**WHAT IS BEING ASKED**
Return every line of the material below that contains the string "foam", treating case as significant.

───── THE INPUT ─────

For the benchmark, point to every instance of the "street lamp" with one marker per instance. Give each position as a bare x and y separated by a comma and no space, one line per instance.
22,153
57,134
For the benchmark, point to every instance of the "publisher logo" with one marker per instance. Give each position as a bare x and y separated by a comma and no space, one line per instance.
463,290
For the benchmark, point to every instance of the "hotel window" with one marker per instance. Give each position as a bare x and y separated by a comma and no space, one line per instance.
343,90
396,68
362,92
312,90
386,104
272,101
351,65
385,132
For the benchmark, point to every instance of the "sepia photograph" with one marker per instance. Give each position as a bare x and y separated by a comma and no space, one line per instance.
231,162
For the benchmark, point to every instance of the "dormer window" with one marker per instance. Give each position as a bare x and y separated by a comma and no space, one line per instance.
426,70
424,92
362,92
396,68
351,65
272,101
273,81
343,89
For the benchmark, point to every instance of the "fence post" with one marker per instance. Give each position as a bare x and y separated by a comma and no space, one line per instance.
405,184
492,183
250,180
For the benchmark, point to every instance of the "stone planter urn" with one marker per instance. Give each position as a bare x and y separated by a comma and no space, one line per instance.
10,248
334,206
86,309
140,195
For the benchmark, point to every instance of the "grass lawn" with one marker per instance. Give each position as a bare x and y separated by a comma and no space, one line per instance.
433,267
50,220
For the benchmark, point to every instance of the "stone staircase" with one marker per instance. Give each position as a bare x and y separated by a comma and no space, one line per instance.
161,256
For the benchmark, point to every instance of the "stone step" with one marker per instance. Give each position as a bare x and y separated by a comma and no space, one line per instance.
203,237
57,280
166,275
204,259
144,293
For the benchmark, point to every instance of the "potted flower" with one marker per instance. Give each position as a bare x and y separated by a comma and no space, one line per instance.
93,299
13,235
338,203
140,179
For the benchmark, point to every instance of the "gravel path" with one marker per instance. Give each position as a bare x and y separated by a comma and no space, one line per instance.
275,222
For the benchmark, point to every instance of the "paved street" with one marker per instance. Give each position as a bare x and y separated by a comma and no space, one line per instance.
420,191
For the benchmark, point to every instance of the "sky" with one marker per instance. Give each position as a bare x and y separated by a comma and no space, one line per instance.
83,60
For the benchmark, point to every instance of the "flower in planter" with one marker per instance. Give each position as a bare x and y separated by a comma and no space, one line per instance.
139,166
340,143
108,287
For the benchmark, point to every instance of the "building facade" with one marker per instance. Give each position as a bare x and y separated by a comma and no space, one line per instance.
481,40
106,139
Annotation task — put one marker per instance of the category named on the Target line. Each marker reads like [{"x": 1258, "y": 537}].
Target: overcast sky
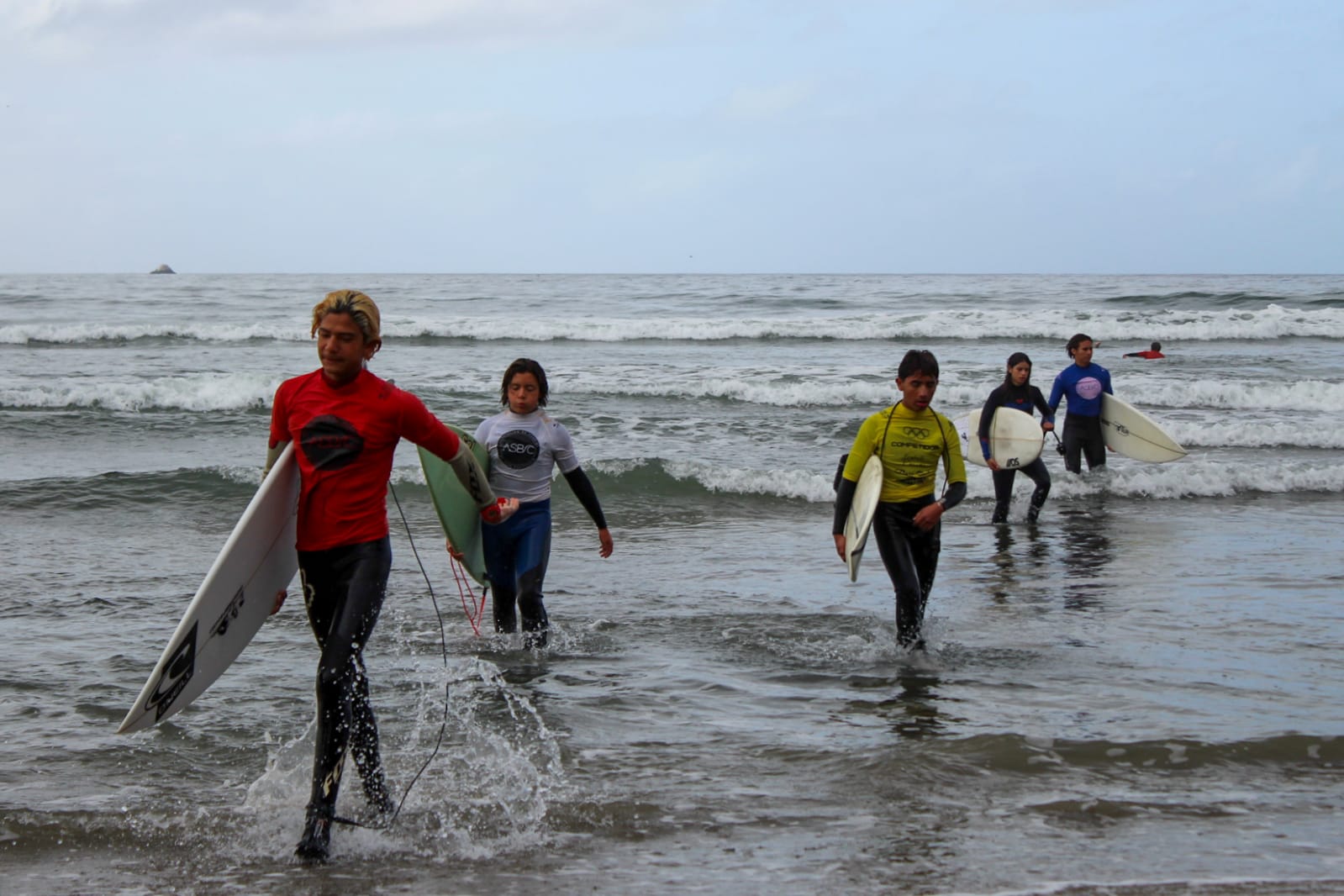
[{"x": 925, "y": 136}]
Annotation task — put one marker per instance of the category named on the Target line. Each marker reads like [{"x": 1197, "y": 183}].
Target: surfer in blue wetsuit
[
  {"x": 1082, "y": 384},
  {"x": 1016, "y": 393},
  {"x": 524, "y": 445}
]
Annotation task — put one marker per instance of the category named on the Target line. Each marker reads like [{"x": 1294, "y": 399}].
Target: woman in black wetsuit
[{"x": 1019, "y": 394}]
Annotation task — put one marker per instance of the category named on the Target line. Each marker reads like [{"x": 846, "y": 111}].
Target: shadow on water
[
  {"x": 1088, "y": 554},
  {"x": 913, "y": 709},
  {"x": 1019, "y": 561}
]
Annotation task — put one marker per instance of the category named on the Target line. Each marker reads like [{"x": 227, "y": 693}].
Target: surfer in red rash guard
[{"x": 347, "y": 422}]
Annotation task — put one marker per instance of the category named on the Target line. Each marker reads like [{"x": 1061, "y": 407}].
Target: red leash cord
[{"x": 473, "y": 609}]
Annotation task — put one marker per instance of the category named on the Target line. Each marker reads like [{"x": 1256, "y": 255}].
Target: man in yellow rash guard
[{"x": 911, "y": 438}]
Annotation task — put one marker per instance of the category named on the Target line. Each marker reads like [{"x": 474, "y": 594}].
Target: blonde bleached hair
[{"x": 358, "y": 305}]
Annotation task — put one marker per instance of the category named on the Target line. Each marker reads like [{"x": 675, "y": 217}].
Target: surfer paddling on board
[
  {"x": 1155, "y": 352},
  {"x": 910, "y": 438},
  {"x": 524, "y": 445},
  {"x": 1082, "y": 383},
  {"x": 1018, "y": 394},
  {"x": 345, "y": 424}
]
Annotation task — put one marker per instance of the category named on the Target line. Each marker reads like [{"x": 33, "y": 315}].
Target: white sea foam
[
  {"x": 1270, "y": 323},
  {"x": 1126, "y": 478},
  {"x": 82, "y": 332},
  {"x": 190, "y": 393}
]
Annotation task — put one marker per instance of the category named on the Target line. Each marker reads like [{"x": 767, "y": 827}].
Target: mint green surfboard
[{"x": 457, "y": 512}]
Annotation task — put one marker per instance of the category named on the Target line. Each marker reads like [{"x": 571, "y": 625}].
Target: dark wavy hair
[
  {"x": 1014, "y": 361},
  {"x": 918, "y": 361},
  {"x": 1075, "y": 340},
  {"x": 524, "y": 366}
]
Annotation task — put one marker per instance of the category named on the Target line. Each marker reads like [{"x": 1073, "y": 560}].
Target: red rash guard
[{"x": 345, "y": 442}]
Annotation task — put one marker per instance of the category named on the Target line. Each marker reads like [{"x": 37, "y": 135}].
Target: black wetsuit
[
  {"x": 343, "y": 594},
  {"x": 1020, "y": 398}
]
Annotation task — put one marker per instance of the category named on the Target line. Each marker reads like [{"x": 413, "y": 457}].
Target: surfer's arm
[
  {"x": 1047, "y": 415},
  {"x": 987, "y": 418},
  {"x": 271, "y": 456},
  {"x": 844, "y": 501},
  {"x": 1057, "y": 393},
  {"x": 583, "y": 491},
  {"x": 469, "y": 473},
  {"x": 929, "y": 516}
]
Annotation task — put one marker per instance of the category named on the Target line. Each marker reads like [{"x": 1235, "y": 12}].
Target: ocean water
[{"x": 1141, "y": 695}]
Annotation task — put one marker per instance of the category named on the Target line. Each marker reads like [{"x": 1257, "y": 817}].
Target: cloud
[
  {"x": 754, "y": 103},
  {"x": 76, "y": 29}
]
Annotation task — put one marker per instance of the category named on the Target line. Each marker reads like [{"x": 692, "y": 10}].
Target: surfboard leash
[
  {"x": 476, "y": 609},
  {"x": 442, "y": 641}
]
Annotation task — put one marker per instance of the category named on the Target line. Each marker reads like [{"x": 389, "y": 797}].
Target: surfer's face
[
  {"x": 917, "y": 390},
  {"x": 341, "y": 348},
  {"x": 523, "y": 393}
]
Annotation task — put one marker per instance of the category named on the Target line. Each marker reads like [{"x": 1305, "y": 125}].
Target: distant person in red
[{"x": 1156, "y": 350}]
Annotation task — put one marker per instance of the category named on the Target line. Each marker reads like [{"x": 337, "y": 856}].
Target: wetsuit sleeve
[
  {"x": 844, "y": 500},
  {"x": 956, "y": 492},
  {"x": 953, "y": 465},
  {"x": 987, "y": 418},
  {"x": 1039, "y": 401},
  {"x": 582, "y": 488}
]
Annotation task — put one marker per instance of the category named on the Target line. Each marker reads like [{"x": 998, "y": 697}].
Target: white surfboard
[
  {"x": 1129, "y": 431},
  {"x": 856, "y": 525},
  {"x": 233, "y": 602},
  {"x": 1015, "y": 438}
]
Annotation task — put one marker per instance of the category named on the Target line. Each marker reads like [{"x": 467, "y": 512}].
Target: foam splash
[{"x": 1273, "y": 321}]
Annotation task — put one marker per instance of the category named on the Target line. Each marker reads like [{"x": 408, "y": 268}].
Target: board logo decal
[
  {"x": 229, "y": 614},
  {"x": 331, "y": 442},
  {"x": 518, "y": 449},
  {"x": 177, "y": 673}
]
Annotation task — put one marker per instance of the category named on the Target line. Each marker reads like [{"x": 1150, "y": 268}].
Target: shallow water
[{"x": 1137, "y": 696}]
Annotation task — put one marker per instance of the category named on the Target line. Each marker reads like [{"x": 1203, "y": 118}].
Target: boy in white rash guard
[{"x": 524, "y": 445}]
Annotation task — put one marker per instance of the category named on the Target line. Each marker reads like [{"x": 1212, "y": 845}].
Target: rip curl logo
[
  {"x": 518, "y": 449},
  {"x": 331, "y": 442},
  {"x": 177, "y": 671}
]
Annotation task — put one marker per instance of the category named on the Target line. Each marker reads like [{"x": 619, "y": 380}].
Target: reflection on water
[{"x": 1088, "y": 552}]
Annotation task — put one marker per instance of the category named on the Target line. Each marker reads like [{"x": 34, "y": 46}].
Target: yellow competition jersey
[{"x": 915, "y": 441}]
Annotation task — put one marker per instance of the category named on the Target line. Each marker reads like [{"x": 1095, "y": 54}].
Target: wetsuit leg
[
  {"x": 1041, "y": 476},
  {"x": 516, "y": 552},
  {"x": 531, "y": 554},
  {"x": 1003, "y": 493},
  {"x": 498, "y": 543},
  {"x": 911, "y": 561},
  {"x": 343, "y": 593},
  {"x": 1094, "y": 442},
  {"x": 1074, "y": 437}
]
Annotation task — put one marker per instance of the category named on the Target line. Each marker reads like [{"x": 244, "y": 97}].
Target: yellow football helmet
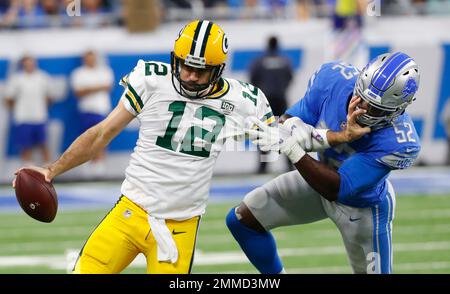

─────

**TASK RESPONSE**
Target: white sea foam
Target: foam splash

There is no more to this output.